Please tally the lines of the listing that follows where the word "Query" appears, and reply with the number only.

Segment Open

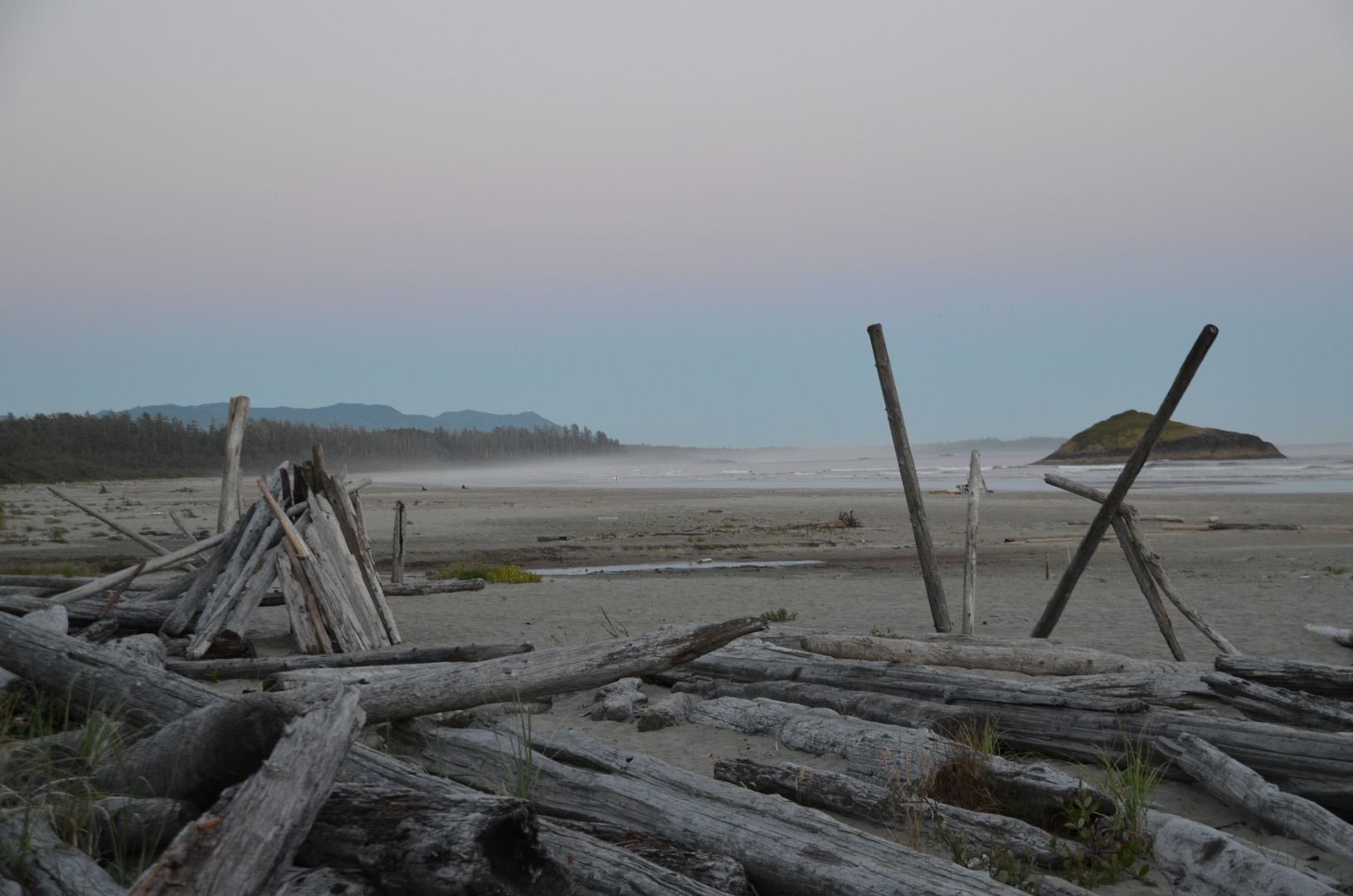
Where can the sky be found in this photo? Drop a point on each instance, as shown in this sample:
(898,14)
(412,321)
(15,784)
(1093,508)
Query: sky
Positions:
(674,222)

Segment Closed
Segment Open

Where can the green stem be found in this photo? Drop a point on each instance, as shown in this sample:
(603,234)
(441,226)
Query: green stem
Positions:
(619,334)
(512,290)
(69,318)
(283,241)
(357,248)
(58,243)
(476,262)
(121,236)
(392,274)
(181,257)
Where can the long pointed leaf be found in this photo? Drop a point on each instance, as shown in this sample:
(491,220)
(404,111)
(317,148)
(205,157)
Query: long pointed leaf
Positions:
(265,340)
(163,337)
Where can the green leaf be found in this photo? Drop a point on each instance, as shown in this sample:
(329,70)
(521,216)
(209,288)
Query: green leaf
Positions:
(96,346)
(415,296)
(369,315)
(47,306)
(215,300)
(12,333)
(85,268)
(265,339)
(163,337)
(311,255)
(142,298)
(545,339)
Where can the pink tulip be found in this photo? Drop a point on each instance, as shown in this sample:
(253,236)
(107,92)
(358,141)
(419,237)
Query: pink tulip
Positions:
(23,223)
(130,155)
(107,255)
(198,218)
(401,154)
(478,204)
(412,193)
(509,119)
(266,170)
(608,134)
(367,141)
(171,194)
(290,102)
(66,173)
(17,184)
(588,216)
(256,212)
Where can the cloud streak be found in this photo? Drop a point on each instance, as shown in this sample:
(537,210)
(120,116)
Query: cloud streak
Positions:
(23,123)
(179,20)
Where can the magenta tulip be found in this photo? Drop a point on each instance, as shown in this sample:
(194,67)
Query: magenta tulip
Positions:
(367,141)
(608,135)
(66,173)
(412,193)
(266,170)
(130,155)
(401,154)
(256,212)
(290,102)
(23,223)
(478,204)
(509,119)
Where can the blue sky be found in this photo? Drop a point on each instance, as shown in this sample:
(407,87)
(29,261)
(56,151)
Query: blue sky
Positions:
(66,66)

Segment Closed

Completed task >> 8